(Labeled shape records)
[Start]

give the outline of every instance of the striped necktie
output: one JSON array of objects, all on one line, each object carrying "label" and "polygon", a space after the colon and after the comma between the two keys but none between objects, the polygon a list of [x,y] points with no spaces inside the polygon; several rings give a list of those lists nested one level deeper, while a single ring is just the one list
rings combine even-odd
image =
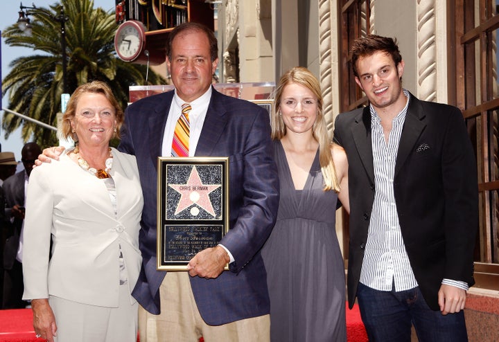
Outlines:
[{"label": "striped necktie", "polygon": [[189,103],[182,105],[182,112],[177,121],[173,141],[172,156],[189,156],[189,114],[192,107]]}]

[End]
[Start]

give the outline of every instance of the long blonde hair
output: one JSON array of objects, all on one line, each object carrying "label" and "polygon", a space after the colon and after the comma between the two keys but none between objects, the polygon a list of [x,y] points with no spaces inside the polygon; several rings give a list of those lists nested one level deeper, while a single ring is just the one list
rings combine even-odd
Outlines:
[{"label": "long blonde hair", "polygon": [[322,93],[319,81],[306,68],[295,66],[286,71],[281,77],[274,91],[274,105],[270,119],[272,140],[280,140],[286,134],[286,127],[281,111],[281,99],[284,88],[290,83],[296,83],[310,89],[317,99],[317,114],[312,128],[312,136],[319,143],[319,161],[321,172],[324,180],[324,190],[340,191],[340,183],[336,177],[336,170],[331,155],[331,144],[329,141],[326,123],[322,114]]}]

[End]
[Start]

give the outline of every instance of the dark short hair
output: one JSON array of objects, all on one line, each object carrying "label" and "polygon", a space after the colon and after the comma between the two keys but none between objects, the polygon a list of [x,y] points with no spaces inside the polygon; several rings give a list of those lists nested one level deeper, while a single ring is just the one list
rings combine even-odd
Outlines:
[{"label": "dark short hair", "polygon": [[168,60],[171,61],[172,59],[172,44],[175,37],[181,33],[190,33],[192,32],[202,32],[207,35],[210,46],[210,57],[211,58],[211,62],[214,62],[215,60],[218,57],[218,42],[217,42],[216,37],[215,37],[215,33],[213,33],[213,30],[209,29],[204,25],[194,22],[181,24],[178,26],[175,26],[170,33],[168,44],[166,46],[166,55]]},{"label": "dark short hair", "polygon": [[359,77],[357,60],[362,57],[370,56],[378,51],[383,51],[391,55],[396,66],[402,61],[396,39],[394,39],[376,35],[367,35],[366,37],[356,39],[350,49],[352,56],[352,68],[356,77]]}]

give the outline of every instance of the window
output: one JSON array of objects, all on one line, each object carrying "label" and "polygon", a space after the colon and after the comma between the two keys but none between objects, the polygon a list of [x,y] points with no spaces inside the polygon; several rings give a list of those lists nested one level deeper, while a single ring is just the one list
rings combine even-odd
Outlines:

[End]

- _Task instructions_
Which lines of the rows above contain the string "every"? Copy each of them, treating uppercase and lowercase as different.

- _Response below_
give the outline of every instance of the striped necktie
give the outline of every instance of the long blonde hair
give the outline of every instance of the dark short hair
give the outline of every instance of the window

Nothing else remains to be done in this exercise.